▸ Passage
:::

I love the United States.  This is my home.  This is my country.

I hold this vision of our country that we are the “shining light”….the “city on the hill”…..that nation which the rest of the world looks up to and emulates. The vision that we hold as that highest possibility for what a country can be is tied to more than our material success.  Yes, we are wealthy.  Yes, we are the land of economic opportunity.  But that highest vision of the United States incorporates, for me, much more than wealth and material prosperity.

What is in that highest vision?  In my version, it includes the idea and practice of holding the rights of every human–no exceptions–as sacrosanct.  We are the country that holds that everyone can express their opinions, practice their own form of spirituality, be given due process in legal actions.  We are the country that says everyone has the right to a decent education, the opportunity to own property, the freedom to express our talents and to be successful.  We are the country that offers the opportunity to travel and relocate to new areas, to write and publish that which we deem important, to take care of the most vulnerable of our citizens. You probably hold some similar vision for our country.

That said, whenever our country falls short of that vision, I think it is important for us to admit our short comings, hold them up to the light of public scrutiny, and set a course to correct our actions back towards our vision.  Such actions are not about “blame” and making people “wrong” (although certainly individuals should be held accountable for actions in violation of law).  Instead, such actions are about learning from mistakes, recognizing that we did not act in alignment with our highest vision and to re-inventing ourselves as to to be that highest possibility for the world.

Which leads me to the issue of our using torture in the time after 9/11 in our “war on terrorism”.

:::

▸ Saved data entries
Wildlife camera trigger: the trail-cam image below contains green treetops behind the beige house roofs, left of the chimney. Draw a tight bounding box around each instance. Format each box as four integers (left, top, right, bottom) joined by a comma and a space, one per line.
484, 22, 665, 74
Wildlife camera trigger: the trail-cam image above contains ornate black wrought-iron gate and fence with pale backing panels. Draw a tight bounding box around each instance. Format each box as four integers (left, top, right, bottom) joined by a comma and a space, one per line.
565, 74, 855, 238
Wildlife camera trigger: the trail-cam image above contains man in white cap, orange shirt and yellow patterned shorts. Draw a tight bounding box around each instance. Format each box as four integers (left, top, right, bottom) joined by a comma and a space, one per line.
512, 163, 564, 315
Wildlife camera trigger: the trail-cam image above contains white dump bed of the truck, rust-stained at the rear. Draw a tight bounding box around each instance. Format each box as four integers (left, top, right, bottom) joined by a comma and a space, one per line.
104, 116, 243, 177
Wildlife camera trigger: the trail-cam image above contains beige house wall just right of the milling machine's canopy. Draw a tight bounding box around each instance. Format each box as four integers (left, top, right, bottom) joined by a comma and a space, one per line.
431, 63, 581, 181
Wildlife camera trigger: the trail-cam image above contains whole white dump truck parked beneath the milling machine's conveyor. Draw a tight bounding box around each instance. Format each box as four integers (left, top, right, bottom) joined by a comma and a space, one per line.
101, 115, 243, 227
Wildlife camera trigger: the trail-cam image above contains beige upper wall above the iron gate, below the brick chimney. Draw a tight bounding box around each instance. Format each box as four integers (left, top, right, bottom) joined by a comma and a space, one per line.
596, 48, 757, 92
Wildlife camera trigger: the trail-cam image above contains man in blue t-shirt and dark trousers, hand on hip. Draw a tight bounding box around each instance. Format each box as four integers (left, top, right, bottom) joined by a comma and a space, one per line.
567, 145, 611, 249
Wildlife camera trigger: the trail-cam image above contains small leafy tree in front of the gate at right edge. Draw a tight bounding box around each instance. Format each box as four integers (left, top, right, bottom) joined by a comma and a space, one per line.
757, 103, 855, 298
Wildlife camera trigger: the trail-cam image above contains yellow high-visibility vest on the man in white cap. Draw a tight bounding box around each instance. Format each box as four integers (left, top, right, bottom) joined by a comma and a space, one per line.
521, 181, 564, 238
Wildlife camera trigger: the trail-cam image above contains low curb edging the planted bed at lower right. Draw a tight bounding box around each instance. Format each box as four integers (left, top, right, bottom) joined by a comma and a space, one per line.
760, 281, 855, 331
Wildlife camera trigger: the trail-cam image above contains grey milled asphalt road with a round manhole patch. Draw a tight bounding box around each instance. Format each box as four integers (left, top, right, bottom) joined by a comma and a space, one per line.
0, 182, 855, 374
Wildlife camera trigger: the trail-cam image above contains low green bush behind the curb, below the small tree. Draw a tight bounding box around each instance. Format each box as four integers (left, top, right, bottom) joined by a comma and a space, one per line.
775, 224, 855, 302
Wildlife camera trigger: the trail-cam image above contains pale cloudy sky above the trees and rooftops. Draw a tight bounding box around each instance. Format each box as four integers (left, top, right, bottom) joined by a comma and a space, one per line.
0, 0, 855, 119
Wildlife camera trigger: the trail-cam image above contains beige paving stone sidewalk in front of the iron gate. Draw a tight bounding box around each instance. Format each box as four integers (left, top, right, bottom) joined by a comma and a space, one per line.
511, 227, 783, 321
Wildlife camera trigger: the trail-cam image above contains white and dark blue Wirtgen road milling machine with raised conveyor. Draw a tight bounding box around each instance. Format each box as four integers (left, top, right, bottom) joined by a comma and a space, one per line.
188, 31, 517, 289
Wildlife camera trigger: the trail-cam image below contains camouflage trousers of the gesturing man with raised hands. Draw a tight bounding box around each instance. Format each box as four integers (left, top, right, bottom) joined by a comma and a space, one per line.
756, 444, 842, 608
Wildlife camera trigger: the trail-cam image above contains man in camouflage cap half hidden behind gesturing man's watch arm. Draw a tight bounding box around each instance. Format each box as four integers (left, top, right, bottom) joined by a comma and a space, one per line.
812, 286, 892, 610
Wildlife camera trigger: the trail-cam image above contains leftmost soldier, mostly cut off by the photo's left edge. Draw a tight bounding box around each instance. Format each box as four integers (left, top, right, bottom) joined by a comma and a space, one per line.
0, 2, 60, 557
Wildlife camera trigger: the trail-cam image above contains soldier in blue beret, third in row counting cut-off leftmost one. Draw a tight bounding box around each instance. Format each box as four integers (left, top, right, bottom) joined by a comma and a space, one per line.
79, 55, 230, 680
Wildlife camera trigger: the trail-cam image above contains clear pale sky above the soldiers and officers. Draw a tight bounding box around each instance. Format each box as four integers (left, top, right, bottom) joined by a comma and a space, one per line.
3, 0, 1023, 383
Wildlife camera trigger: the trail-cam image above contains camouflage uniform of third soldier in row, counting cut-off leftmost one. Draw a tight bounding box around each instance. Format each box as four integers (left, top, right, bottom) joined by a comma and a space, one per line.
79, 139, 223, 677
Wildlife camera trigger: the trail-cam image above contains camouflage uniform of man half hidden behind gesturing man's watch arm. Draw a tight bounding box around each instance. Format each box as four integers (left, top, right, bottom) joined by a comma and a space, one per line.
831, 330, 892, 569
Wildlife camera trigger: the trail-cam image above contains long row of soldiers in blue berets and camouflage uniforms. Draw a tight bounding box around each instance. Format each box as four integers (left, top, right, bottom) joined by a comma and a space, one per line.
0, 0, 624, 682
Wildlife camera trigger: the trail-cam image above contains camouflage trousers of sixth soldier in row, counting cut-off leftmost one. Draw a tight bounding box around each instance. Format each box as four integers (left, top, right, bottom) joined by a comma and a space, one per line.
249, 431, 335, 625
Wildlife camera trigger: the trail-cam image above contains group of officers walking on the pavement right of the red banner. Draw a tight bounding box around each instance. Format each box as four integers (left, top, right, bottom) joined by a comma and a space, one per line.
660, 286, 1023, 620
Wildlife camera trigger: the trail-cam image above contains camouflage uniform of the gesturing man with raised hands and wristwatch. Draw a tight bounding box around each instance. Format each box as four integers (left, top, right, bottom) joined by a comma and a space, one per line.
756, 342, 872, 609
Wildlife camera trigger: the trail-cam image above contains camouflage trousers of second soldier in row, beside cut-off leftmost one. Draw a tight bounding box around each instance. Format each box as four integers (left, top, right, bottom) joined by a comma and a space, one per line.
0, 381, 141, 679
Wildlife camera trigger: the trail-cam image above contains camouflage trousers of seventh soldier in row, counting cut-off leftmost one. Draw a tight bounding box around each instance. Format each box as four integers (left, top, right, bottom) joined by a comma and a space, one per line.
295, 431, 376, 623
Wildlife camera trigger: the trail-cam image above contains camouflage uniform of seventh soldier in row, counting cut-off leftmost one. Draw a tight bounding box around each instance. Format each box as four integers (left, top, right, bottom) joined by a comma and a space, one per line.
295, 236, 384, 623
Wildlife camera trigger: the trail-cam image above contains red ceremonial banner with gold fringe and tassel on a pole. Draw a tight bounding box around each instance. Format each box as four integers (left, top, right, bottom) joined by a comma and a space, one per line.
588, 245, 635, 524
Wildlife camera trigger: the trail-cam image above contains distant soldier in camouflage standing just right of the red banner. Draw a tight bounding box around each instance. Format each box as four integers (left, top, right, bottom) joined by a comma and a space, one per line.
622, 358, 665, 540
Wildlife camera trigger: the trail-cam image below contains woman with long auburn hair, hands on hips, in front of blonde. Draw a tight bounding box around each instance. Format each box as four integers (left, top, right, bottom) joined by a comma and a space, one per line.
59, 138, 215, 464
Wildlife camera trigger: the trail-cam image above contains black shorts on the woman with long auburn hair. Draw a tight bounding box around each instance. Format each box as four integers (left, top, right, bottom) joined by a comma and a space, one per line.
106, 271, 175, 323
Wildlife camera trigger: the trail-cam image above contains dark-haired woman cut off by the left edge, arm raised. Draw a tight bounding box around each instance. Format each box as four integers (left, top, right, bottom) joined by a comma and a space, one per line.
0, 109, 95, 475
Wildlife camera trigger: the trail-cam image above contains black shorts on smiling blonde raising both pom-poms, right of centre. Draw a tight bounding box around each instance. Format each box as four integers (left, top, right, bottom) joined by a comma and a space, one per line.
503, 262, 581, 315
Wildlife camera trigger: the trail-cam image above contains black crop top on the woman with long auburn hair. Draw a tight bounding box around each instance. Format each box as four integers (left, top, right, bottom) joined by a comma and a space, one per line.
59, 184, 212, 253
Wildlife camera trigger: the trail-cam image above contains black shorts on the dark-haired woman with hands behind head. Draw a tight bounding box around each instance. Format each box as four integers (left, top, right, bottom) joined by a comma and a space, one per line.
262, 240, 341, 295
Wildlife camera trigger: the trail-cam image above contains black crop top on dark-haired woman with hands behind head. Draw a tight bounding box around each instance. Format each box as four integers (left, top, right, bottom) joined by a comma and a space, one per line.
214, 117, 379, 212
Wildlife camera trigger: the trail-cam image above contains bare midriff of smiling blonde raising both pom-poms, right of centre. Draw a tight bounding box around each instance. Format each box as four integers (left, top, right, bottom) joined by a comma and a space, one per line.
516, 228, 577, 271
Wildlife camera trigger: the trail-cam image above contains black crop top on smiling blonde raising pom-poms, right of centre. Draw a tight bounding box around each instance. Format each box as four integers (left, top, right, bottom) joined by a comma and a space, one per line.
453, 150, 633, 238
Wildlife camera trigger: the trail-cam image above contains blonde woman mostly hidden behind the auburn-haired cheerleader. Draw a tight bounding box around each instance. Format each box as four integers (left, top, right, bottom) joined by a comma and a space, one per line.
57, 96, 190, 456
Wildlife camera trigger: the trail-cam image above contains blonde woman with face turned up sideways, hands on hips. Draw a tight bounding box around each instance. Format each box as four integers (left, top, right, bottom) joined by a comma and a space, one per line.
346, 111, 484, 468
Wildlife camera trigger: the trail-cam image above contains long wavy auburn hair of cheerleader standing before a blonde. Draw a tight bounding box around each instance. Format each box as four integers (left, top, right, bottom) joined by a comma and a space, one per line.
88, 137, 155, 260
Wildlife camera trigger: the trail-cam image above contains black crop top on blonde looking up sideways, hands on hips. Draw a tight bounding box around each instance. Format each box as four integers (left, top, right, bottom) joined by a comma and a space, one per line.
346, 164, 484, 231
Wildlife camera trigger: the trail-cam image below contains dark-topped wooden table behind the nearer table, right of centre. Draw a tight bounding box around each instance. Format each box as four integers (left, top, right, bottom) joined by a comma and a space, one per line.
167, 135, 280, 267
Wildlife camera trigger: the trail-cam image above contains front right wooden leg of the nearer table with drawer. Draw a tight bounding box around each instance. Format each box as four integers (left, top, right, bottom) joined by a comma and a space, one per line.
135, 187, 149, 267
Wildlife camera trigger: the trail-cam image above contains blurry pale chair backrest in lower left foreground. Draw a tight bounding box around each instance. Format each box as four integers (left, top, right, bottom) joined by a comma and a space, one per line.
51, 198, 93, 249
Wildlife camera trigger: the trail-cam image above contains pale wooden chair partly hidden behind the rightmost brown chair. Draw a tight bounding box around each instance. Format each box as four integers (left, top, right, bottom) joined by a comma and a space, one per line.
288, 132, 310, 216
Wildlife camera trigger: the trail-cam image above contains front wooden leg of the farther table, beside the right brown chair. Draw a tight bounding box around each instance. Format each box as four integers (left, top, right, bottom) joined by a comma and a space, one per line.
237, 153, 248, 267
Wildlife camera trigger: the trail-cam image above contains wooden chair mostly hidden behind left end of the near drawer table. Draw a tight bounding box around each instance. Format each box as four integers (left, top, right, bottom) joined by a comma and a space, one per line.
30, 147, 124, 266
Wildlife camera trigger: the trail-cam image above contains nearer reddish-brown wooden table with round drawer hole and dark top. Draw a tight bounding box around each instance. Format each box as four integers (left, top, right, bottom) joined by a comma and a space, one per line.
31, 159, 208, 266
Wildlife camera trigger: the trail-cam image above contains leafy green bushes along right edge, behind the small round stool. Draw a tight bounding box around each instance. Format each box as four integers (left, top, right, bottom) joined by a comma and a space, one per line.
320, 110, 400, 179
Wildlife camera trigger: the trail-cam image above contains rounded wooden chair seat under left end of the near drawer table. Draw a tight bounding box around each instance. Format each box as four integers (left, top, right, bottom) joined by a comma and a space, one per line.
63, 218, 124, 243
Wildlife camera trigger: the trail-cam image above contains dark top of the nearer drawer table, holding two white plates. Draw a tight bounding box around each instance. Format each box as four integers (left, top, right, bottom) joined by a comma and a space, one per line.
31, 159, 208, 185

:::

▸ Explore the material
1 - In the passage about the United States, rewrite everything from "What is in that" down to "for our country.", putting "nation" in place of "country".
2 - In the passage about the United States, what does the writer's highest vision hold as sacrosanct?

▸ Results in order
1 -
What is in that highest vision?  In my version, it includes the idea and practice of holding the rights of every human–no exceptions–as sacrosanct.  We are the nation that holds that everyone can express their opinions, practice their own form of spirituality, be given due process in legal actions.  We are the nation that says everyone has the right to a decent education, the opportunity to own property, the freedom to express our talents and to be successful.  We are the nation that offers the opportunity to travel and relocate to new areas, to write and publish that which we deem important, to take care of the most vulnerable of our citizens. You probably hold some similar vision for our nation.

2 - The rights of every human, with no exceptions.